## WHAT YOU HAVE TO DO
Search the records for the string "positive", then copy each line where it appears.

# # # # # # #

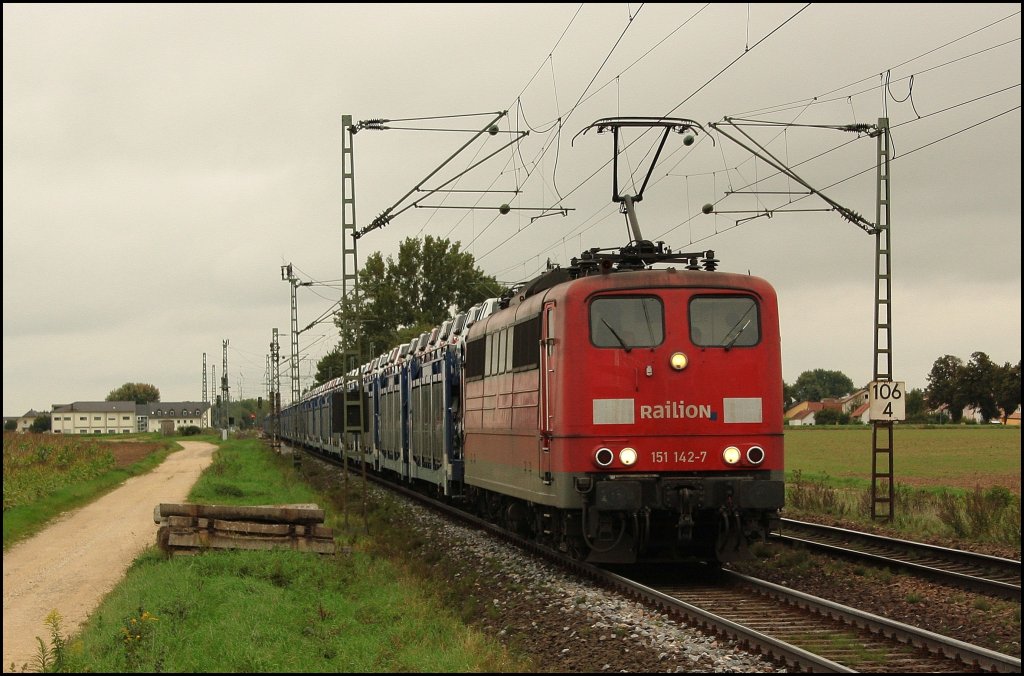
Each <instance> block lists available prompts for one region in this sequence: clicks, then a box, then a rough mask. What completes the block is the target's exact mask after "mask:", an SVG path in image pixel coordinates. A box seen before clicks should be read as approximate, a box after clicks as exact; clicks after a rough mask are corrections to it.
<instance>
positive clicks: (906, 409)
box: [906, 387, 928, 423]
mask: <svg viewBox="0 0 1024 676" xmlns="http://www.w3.org/2000/svg"><path fill="white" fill-rule="evenodd" d="M906 422H908V423H925V422H928V406H927V405H926V403H925V390H923V389H921V388H920V387H913V388H911V389H910V391H908V392H907V393H906Z"/></svg>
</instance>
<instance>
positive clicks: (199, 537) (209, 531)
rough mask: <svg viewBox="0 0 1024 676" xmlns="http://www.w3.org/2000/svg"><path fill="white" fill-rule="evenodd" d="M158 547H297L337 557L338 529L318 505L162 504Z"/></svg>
mask: <svg viewBox="0 0 1024 676" xmlns="http://www.w3.org/2000/svg"><path fill="white" fill-rule="evenodd" d="M153 519H154V521H156V522H157V523H159V524H160V529H158V531H157V543H158V544H159V545H160V547H161V548H162V549H164V550H165V551H169V552H175V553H193V552H197V551H201V550H204V549H296V550H299V551H305V552H315V553H318V554H333V553H335V546H334V530H333V529H330V527H327V526H325V525H324V510H323V509H321V508H319V507H317V506H316V505H261V506H234V505H191V504H184V503H161V504H159V505H157V507H156V508H155V509H154V510H153Z"/></svg>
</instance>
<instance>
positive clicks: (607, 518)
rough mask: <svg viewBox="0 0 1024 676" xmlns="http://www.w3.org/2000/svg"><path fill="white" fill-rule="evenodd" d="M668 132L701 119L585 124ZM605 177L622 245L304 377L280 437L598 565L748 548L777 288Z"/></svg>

# # # # # # #

## RESULT FOR THIS EXERCISE
positive clicks: (906, 409)
positive clicks: (199, 537) (209, 531)
positive clicks: (607, 518)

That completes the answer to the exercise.